Task prompt
Rewrite the listing below, replacing "police officer" with "firefighter" wherever it appears and leaving everything else unchanged.

Dataset entries
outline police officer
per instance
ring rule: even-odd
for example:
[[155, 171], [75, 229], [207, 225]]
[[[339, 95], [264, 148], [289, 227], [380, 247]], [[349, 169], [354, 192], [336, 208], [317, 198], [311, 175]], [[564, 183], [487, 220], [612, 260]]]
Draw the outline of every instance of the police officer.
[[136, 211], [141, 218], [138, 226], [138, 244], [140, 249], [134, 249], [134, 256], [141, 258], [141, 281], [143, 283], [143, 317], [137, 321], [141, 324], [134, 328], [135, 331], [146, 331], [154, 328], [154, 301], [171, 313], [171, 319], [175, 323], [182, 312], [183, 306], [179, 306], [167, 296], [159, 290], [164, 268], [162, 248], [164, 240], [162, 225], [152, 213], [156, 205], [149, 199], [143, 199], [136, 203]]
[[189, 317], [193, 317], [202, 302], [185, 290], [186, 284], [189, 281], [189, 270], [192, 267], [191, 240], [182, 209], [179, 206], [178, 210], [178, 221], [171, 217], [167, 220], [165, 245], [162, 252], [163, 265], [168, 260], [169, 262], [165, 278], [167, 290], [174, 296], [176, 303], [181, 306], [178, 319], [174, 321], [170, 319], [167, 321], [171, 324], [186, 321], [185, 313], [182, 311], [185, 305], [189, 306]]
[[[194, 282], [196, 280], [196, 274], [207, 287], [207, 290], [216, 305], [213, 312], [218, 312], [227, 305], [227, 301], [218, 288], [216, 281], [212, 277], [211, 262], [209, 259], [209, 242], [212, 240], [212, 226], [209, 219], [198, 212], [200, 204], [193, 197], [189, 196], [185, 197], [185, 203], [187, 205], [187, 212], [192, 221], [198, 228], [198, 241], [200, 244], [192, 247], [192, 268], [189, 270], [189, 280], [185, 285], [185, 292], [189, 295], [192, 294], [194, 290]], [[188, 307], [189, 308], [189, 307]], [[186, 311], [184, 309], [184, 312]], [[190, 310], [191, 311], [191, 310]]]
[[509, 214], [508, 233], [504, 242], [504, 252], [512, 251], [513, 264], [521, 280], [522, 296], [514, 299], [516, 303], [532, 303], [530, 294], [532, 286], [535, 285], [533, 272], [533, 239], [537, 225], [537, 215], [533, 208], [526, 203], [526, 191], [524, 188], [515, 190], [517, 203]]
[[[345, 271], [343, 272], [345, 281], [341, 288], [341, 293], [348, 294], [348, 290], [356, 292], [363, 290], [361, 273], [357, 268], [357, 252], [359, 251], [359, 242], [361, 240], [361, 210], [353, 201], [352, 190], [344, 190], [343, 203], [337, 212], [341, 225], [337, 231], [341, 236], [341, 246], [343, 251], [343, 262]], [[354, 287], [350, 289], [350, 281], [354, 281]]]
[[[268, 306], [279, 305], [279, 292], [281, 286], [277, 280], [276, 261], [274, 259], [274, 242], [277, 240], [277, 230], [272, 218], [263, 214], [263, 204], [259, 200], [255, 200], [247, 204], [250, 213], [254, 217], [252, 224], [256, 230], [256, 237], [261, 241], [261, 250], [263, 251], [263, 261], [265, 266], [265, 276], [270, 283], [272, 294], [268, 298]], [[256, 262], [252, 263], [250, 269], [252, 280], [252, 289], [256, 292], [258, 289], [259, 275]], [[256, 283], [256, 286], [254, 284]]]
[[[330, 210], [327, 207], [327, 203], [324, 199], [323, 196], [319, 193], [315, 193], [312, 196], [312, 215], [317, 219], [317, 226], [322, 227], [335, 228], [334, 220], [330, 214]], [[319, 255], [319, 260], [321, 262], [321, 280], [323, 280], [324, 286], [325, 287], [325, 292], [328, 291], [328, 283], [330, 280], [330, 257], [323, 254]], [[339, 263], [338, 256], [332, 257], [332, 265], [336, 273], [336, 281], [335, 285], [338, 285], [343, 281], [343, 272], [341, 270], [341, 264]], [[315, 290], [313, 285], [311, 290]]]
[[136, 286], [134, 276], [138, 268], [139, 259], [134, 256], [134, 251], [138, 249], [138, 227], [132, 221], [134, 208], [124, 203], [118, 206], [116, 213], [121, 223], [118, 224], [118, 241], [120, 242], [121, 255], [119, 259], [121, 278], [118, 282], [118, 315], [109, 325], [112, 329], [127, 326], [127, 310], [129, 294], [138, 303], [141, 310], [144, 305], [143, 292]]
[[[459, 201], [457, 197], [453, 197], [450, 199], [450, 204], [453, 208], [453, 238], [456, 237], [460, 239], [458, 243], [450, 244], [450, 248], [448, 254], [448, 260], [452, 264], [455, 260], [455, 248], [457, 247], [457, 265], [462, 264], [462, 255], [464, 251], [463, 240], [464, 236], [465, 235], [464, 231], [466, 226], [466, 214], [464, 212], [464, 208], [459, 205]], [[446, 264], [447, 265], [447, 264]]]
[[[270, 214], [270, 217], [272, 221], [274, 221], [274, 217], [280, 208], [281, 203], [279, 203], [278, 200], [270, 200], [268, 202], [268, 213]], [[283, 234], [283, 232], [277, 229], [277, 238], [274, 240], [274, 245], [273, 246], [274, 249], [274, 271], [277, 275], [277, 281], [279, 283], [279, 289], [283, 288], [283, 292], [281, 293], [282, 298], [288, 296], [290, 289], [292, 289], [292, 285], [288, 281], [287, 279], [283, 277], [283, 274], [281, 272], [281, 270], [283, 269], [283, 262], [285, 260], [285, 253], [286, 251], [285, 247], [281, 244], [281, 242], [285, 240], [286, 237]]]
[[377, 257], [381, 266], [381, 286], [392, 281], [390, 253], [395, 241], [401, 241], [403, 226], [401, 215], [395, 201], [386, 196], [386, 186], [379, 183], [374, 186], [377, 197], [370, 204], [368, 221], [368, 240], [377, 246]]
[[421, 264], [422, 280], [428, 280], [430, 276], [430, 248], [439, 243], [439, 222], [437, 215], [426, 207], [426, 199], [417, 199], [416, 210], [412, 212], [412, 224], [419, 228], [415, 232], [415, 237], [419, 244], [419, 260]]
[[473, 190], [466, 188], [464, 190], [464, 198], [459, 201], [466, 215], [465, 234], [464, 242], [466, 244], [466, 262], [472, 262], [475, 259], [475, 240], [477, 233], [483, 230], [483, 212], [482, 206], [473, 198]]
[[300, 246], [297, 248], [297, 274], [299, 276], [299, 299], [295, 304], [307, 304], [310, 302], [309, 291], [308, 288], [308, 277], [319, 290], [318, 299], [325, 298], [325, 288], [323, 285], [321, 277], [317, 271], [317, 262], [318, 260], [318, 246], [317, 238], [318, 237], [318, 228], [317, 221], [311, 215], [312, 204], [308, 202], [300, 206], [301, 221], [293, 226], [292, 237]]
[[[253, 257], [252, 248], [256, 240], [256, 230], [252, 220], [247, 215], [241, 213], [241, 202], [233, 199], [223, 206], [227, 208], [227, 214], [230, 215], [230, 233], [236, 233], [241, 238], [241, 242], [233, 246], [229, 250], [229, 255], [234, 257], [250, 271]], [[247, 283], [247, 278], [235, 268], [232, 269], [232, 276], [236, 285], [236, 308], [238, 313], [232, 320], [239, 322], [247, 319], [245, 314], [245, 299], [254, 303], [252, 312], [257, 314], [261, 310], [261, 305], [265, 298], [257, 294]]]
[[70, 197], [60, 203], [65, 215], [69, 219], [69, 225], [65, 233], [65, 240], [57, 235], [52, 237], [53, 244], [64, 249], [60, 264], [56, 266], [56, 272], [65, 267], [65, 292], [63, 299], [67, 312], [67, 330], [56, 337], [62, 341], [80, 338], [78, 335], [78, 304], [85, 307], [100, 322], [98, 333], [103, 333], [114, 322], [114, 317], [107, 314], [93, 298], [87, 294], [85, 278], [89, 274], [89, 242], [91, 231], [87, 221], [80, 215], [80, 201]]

Output for this task
outline firefighter
per instance
ring rule: even-odd
for example:
[[155, 171], [75, 229], [207, 225]]
[[[339, 95], [264, 148], [289, 227], [380, 247]], [[349, 169], [354, 192], [336, 208], [317, 198], [311, 175]], [[564, 183], [487, 220], [612, 260]]]
Draw the outline of every instance of the firefighter.
[[136, 211], [141, 218], [138, 226], [138, 244], [140, 249], [134, 249], [134, 256], [141, 258], [141, 281], [143, 283], [143, 317], [137, 321], [141, 324], [134, 328], [135, 331], [146, 331], [154, 328], [154, 301], [171, 313], [171, 319], [175, 323], [182, 312], [183, 306], [179, 306], [167, 296], [159, 290], [164, 268], [162, 248], [164, 240], [162, 225], [152, 213], [156, 205], [149, 199], [143, 199], [136, 203]]
[[189, 317], [193, 317], [202, 302], [185, 290], [186, 284], [189, 281], [189, 270], [192, 267], [191, 240], [182, 209], [179, 206], [178, 210], [178, 221], [171, 217], [167, 220], [165, 245], [162, 252], [163, 265], [168, 260], [169, 262], [165, 278], [167, 290], [174, 296], [176, 303], [181, 306], [178, 319], [174, 321], [170, 319], [167, 321], [171, 324], [186, 321], [185, 313], [182, 311], [185, 305], [189, 306]]
[[[194, 282], [196, 280], [196, 274], [207, 287], [207, 290], [216, 305], [213, 312], [218, 312], [227, 305], [227, 301], [218, 288], [216, 281], [212, 277], [211, 262], [209, 259], [209, 242], [212, 240], [212, 226], [209, 219], [198, 212], [200, 204], [193, 197], [189, 196], [185, 197], [185, 203], [187, 205], [187, 212], [192, 221], [198, 228], [198, 241], [200, 244], [192, 247], [192, 268], [189, 270], [189, 280], [185, 285], [185, 292], [189, 295], [192, 294], [194, 290]], [[188, 307], [189, 308], [189, 307]], [[186, 311], [184, 309], [184, 312]], [[190, 310], [191, 311], [191, 310]]]
[[509, 214], [508, 233], [504, 242], [504, 252], [512, 251], [513, 264], [521, 280], [522, 296], [514, 299], [516, 303], [532, 303], [530, 294], [532, 286], [535, 285], [533, 272], [533, 239], [537, 225], [537, 215], [533, 208], [526, 203], [526, 191], [524, 188], [515, 190], [517, 203]]
[[[345, 271], [343, 272], [345, 281], [341, 288], [341, 293], [348, 294], [348, 290], [356, 292], [363, 290], [361, 273], [357, 268], [357, 252], [359, 251], [359, 242], [361, 240], [361, 210], [353, 201], [352, 190], [344, 190], [343, 203], [337, 212], [341, 225], [337, 231], [341, 236], [341, 246], [343, 251], [343, 262]], [[354, 287], [350, 289], [350, 281], [354, 281]]]
[[[268, 306], [279, 305], [279, 292], [281, 286], [277, 280], [276, 261], [274, 259], [274, 242], [277, 240], [277, 230], [272, 218], [263, 214], [263, 204], [259, 200], [255, 200], [247, 204], [250, 213], [254, 217], [252, 224], [256, 230], [256, 237], [261, 241], [261, 250], [263, 251], [263, 261], [265, 266], [265, 276], [270, 283], [272, 294], [268, 298]], [[256, 262], [252, 263], [250, 269], [252, 280], [252, 289], [256, 292], [258, 289], [259, 275]], [[256, 283], [256, 286], [254, 284]]]
[[[330, 210], [327, 207], [327, 203], [324, 199], [323, 196], [319, 193], [315, 193], [312, 196], [312, 215], [317, 219], [317, 226], [322, 227], [335, 228], [334, 220], [330, 214]], [[319, 255], [319, 260], [321, 262], [321, 280], [323, 280], [324, 286], [325, 287], [325, 292], [328, 291], [328, 283], [330, 280], [330, 257], [323, 254]], [[339, 263], [338, 256], [332, 257], [332, 265], [336, 273], [336, 281], [335, 285], [338, 285], [343, 281], [343, 272], [341, 270], [341, 264]], [[315, 290], [313, 285], [311, 290]]]
[[136, 286], [134, 276], [138, 268], [139, 259], [134, 256], [134, 251], [138, 249], [138, 227], [132, 221], [134, 208], [124, 203], [118, 206], [116, 213], [121, 223], [118, 224], [118, 241], [120, 242], [121, 255], [119, 259], [121, 278], [118, 282], [118, 315], [109, 325], [112, 329], [127, 326], [127, 310], [129, 294], [138, 303], [141, 310], [144, 305], [143, 292]]
[[[459, 201], [457, 197], [453, 197], [450, 199], [450, 204], [453, 208], [453, 238], [456, 237], [460, 239], [458, 243], [450, 244], [450, 248], [448, 254], [448, 260], [452, 264], [455, 260], [455, 248], [457, 247], [457, 265], [462, 264], [462, 255], [464, 251], [463, 240], [464, 236], [465, 235], [464, 231], [466, 226], [466, 214], [464, 212], [464, 208], [459, 205]], [[446, 264], [447, 265], [447, 264]]]
[[[270, 214], [270, 217], [272, 221], [274, 221], [274, 217], [280, 208], [281, 203], [279, 203], [278, 200], [270, 200], [268, 202], [268, 213]], [[283, 234], [283, 232], [277, 229], [277, 238], [274, 240], [274, 245], [273, 246], [274, 249], [274, 271], [277, 275], [277, 281], [279, 283], [279, 289], [283, 288], [283, 292], [281, 293], [282, 298], [288, 296], [290, 289], [292, 289], [292, 285], [288, 281], [287, 279], [283, 277], [283, 274], [281, 272], [281, 270], [283, 269], [283, 262], [285, 260], [285, 253], [286, 251], [285, 247], [281, 244], [281, 242], [285, 240], [286, 237]]]
[[377, 257], [381, 266], [381, 286], [392, 281], [390, 253], [395, 241], [401, 241], [403, 226], [401, 215], [395, 201], [386, 196], [386, 186], [379, 183], [374, 186], [377, 197], [370, 204], [368, 221], [368, 240], [377, 246]]
[[421, 264], [422, 280], [428, 280], [430, 276], [430, 248], [439, 243], [439, 222], [437, 215], [426, 207], [426, 199], [417, 199], [416, 210], [412, 212], [412, 224], [419, 228], [415, 232], [415, 237], [419, 244], [419, 260]]
[[473, 190], [466, 188], [464, 190], [464, 198], [459, 201], [466, 215], [465, 234], [464, 242], [466, 244], [466, 262], [472, 262], [475, 259], [475, 240], [477, 233], [483, 230], [483, 212], [482, 206], [473, 198]]
[[300, 246], [297, 248], [297, 274], [299, 276], [299, 299], [295, 304], [307, 304], [310, 302], [309, 291], [308, 288], [308, 277], [319, 290], [318, 299], [325, 298], [325, 288], [323, 285], [321, 277], [317, 271], [317, 262], [318, 260], [318, 246], [317, 238], [318, 237], [318, 228], [317, 221], [311, 215], [312, 204], [308, 202], [300, 206], [301, 221], [293, 226], [292, 237]]
[[[253, 257], [252, 248], [256, 240], [256, 230], [252, 220], [247, 215], [241, 213], [241, 202], [233, 199], [223, 206], [227, 208], [227, 214], [230, 215], [230, 233], [236, 233], [241, 238], [241, 242], [233, 246], [229, 250], [229, 255], [234, 257], [250, 271]], [[247, 283], [247, 278], [235, 268], [232, 269], [232, 276], [236, 285], [236, 308], [238, 313], [232, 320], [239, 322], [247, 319], [245, 314], [245, 299], [254, 303], [252, 312], [257, 314], [261, 310], [261, 305], [265, 298], [257, 294]]]
[[70, 197], [60, 203], [65, 215], [69, 219], [69, 225], [65, 233], [65, 240], [57, 235], [52, 237], [53, 244], [64, 249], [60, 264], [56, 266], [56, 272], [65, 267], [65, 292], [63, 299], [67, 312], [67, 330], [56, 337], [62, 341], [80, 338], [78, 335], [78, 304], [85, 307], [100, 322], [98, 333], [103, 333], [114, 322], [114, 317], [107, 314], [93, 298], [87, 294], [85, 278], [89, 274], [89, 242], [91, 231], [87, 221], [80, 215], [80, 201]]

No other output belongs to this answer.